What is asked >>
Start with the line containing "identify each sunlight" and write out each line through the end of the listing, exactly as given.

--- begin Material ---

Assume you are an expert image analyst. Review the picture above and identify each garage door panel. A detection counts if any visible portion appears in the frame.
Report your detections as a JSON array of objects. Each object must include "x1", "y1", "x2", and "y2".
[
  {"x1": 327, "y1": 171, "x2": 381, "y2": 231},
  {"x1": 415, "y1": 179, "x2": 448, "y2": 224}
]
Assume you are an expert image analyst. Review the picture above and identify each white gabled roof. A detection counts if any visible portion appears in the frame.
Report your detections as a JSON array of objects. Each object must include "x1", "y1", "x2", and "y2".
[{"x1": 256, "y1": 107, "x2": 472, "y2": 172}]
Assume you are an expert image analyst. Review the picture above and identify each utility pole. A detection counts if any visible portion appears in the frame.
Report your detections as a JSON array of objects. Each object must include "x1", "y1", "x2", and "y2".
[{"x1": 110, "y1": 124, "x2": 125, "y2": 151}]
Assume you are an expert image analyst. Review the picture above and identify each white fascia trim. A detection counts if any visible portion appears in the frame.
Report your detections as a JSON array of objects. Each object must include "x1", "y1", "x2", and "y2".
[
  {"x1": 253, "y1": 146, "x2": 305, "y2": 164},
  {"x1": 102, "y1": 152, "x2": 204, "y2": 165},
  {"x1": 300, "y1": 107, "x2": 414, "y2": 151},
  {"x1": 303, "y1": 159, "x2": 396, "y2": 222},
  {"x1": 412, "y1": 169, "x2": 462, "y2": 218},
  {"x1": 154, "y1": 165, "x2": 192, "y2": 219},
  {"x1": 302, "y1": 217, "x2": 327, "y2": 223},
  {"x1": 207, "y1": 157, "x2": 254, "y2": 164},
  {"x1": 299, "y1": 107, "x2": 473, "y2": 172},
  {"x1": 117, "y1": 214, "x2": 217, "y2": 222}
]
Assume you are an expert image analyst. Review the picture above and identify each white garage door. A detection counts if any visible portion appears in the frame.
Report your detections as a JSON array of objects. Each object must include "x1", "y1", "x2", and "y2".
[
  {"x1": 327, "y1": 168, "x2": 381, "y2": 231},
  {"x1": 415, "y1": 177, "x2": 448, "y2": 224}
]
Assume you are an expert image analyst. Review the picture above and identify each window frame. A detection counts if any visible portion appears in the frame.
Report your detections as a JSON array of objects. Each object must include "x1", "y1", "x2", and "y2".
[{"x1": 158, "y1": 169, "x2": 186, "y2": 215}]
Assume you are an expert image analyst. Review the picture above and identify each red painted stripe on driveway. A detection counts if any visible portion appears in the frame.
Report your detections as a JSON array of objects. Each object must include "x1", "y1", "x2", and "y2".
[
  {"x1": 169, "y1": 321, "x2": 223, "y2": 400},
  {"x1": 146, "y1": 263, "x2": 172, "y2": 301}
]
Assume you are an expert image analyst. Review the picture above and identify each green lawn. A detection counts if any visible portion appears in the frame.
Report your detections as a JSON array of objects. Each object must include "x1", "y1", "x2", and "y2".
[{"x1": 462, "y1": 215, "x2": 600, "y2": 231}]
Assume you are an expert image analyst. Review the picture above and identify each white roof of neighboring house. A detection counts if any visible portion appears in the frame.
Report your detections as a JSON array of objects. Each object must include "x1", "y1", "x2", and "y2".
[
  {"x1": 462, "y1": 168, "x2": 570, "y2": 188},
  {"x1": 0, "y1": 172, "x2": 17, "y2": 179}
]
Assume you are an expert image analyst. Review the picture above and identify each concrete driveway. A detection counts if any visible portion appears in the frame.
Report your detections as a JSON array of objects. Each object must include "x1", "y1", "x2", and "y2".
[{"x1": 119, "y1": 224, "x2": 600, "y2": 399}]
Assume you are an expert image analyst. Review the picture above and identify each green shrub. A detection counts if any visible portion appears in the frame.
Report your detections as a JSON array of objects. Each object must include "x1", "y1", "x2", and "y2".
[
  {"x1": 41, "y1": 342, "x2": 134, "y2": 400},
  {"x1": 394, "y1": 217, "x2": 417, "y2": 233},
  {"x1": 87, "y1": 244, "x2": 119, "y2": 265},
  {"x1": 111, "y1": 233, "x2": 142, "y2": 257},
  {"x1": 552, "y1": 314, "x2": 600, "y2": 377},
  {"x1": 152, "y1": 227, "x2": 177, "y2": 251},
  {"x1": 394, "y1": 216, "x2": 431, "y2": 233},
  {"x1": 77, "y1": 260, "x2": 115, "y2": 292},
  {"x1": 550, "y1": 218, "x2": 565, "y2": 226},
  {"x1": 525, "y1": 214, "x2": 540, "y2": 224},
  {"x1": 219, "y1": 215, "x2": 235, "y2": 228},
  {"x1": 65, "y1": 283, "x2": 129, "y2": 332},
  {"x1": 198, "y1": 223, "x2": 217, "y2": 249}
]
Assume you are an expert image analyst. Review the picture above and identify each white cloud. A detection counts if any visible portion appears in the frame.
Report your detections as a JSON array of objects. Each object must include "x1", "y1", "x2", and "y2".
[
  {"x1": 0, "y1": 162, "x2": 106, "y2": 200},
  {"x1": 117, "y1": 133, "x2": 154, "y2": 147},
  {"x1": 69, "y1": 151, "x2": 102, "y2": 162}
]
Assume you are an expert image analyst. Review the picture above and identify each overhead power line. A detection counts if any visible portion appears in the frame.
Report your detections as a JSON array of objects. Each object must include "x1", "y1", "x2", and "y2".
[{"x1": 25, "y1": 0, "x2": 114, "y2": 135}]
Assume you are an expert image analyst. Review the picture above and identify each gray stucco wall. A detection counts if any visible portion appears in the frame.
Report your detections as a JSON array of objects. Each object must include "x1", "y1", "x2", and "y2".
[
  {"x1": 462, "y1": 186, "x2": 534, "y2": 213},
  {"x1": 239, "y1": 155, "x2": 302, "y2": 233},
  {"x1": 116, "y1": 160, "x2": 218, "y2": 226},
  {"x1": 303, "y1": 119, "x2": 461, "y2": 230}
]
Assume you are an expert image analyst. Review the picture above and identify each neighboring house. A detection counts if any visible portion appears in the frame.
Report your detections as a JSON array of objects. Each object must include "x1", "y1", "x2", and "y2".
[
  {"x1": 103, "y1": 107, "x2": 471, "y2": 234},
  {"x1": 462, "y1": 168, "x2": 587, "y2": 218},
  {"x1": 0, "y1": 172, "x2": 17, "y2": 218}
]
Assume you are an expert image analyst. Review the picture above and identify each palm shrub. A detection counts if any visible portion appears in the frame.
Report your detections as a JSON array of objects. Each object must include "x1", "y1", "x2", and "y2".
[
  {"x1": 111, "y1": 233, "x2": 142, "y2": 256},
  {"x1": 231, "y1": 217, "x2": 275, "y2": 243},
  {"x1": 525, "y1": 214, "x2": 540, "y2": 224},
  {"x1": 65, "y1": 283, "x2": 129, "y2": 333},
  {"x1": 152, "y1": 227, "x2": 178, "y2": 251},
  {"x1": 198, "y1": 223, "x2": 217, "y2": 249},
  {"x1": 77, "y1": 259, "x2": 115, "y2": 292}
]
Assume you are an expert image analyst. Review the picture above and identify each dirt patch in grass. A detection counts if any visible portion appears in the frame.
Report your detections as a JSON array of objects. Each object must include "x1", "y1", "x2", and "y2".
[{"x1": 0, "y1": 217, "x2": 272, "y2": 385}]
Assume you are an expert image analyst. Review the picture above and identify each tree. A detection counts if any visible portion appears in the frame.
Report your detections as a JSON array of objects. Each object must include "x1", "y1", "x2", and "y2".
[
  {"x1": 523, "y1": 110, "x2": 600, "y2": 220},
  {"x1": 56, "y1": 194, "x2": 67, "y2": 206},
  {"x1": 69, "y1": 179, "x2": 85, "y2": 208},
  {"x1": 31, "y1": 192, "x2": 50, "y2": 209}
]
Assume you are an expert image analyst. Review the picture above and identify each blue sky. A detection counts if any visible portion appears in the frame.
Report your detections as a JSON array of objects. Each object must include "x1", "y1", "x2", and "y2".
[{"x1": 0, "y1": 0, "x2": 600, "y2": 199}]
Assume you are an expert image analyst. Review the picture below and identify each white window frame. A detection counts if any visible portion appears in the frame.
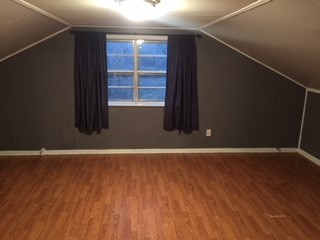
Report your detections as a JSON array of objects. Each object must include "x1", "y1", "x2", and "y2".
[{"x1": 106, "y1": 34, "x2": 168, "y2": 107}]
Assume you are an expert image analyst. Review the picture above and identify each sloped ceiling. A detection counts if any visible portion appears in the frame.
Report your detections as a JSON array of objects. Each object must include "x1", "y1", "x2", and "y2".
[{"x1": 0, "y1": 0, "x2": 320, "y2": 89}]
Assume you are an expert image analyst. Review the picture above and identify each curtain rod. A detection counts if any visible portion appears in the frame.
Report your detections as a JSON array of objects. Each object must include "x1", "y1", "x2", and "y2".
[{"x1": 70, "y1": 30, "x2": 202, "y2": 38}]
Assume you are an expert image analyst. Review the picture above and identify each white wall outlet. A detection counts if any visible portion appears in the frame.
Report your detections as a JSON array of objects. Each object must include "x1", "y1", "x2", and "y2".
[{"x1": 206, "y1": 129, "x2": 212, "y2": 137}]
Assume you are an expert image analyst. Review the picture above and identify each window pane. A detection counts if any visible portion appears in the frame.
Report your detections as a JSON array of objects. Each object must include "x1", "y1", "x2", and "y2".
[
  {"x1": 107, "y1": 41, "x2": 134, "y2": 71},
  {"x1": 139, "y1": 88, "x2": 166, "y2": 102},
  {"x1": 139, "y1": 56, "x2": 167, "y2": 71},
  {"x1": 139, "y1": 42, "x2": 167, "y2": 56},
  {"x1": 107, "y1": 56, "x2": 133, "y2": 71},
  {"x1": 108, "y1": 73, "x2": 133, "y2": 87},
  {"x1": 107, "y1": 41, "x2": 133, "y2": 55},
  {"x1": 108, "y1": 87, "x2": 133, "y2": 101},
  {"x1": 139, "y1": 75, "x2": 166, "y2": 87}
]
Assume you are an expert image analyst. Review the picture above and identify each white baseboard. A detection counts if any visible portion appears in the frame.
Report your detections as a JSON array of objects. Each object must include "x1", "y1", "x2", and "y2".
[
  {"x1": 298, "y1": 149, "x2": 320, "y2": 166},
  {"x1": 0, "y1": 148, "x2": 297, "y2": 156},
  {"x1": 0, "y1": 148, "x2": 320, "y2": 166}
]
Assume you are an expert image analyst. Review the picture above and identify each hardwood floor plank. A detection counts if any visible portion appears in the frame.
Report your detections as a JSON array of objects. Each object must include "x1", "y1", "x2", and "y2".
[{"x1": 0, "y1": 153, "x2": 320, "y2": 240}]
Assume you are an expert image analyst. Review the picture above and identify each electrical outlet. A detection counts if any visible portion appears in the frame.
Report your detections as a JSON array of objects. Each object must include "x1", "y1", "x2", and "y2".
[{"x1": 206, "y1": 129, "x2": 212, "y2": 137}]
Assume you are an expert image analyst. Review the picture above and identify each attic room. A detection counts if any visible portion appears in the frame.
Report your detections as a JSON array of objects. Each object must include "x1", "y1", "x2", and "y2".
[{"x1": 0, "y1": 0, "x2": 320, "y2": 240}]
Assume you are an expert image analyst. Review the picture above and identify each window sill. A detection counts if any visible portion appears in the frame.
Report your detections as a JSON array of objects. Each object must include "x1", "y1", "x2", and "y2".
[{"x1": 108, "y1": 102, "x2": 164, "y2": 107}]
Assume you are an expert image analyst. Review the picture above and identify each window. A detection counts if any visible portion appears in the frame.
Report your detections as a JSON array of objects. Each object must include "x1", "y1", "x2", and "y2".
[{"x1": 107, "y1": 35, "x2": 167, "y2": 106}]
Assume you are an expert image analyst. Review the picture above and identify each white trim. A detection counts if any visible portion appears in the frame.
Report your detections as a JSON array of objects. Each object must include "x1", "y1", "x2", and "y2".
[
  {"x1": 307, "y1": 88, "x2": 320, "y2": 94},
  {"x1": 0, "y1": 27, "x2": 71, "y2": 62},
  {"x1": 72, "y1": 24, "x2": 199, "y2": 31},
  {"x1": 298, "y1": 89, "x2": 308, "y2": 149},
  {"x1": 0, "y1": 151, "x2": 40, "y2": 157},
  {"x1": 12, "y1": 0, "x2": 71, "y2": 26},
  {"x1": 0, "y1": 148, "x2": 297, "y2": 156},
  {"x1": 108, "y1": 101, "x2": 164, "y2": 107},
  {"x1": 200, "y1": 0, "x2": 271, "y2": 28},
  {"x1": 298, "y1": 149, "x2": 320, "y2": 166},
  {"x1": 199, "y1": 29, "x2": 306, "y2": 88}
]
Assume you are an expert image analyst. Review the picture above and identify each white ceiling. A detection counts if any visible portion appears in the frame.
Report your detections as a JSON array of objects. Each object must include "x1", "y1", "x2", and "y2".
[{"x1": 0, "y1": 0, "x2": 320, "y2": 89}]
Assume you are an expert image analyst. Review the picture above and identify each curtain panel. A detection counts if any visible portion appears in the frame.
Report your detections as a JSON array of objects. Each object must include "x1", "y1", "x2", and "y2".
[
  {"x1": 164, "y1": 35, "x2": 199, "y2": 134},
  {"x1": 74, "y1": 32, "x2": 108, "y2": 132}
]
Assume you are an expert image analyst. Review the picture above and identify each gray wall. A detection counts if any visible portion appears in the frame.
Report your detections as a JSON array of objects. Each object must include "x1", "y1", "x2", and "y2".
[
  {"x1": 0, "y1": 29, "x2": 304, "y2": 150},
  {"x1": 301, "y1": 92, "x2": 320, "y2": 159}
]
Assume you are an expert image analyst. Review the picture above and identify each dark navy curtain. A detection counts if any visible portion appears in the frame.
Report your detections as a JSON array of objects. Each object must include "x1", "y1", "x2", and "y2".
[
  {"x1": 74, "y1": 32, "x2": 108, "y2": 132},
  {"x1": 164, "y1": 35, "x2": 199, "y2": 134}
]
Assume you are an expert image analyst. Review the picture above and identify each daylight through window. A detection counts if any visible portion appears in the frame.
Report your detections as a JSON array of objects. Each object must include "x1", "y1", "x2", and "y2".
[{"x1": 107, "y1": 35, "x2": 167, "y2": 106}]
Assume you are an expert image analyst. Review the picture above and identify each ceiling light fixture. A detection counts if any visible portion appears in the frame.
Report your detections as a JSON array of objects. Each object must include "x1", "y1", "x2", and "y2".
[
  {"x1": 114, "y1": 0, "x2": 160, "y2": 7},
  {"x1": 114, "y1": 0, "x2": 163, "y2": 22}
]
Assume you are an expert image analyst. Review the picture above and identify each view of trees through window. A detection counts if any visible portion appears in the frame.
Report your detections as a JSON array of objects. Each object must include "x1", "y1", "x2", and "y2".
[{"x1": 107, "y1": 36, "x2": 167, "y2": 103}]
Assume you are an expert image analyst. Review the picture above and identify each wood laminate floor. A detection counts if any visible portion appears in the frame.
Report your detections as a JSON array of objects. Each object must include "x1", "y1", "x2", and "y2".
[{"x1": 0, "y1": 153, "x2": 320, "y2": 240}]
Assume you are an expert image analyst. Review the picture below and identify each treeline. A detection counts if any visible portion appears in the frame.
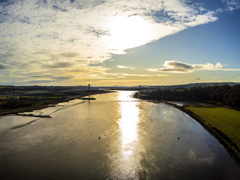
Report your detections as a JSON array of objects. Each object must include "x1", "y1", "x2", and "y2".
[{"x1": 138, "y1": 85, "x2": 240, "y2": 109}]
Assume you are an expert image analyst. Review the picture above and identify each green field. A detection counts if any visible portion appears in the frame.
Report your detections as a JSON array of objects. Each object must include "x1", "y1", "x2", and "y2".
[{"x1": 186, "y1": 107, "x2": 240, "y2": 147}]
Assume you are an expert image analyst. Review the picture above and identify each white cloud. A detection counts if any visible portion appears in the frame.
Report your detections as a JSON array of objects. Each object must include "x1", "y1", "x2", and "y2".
[
  {"x1": 116, "y1": 65, "x2": 136, "y2": 69},
  {"x1": 0, "y1": 0, "x2": 234, "y2": 84},
  {"x1": 222, "y1": 0, "x2": 240, "y2": 11},
  {"x1": 148, "y1": 61, "x2": 240, "y2": 73}
]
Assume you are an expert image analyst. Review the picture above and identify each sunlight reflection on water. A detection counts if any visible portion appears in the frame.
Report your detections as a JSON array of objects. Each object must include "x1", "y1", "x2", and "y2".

--- end Material ---

Written response >>
Assume you are an expert image analyst. Review the picture above and identify each sunlight reflection on water. A detection counts if any visible portion appears in the frame.
Report your detections as a JSON array of objects. Each object must include "x1", "y1", "x2", and "y2".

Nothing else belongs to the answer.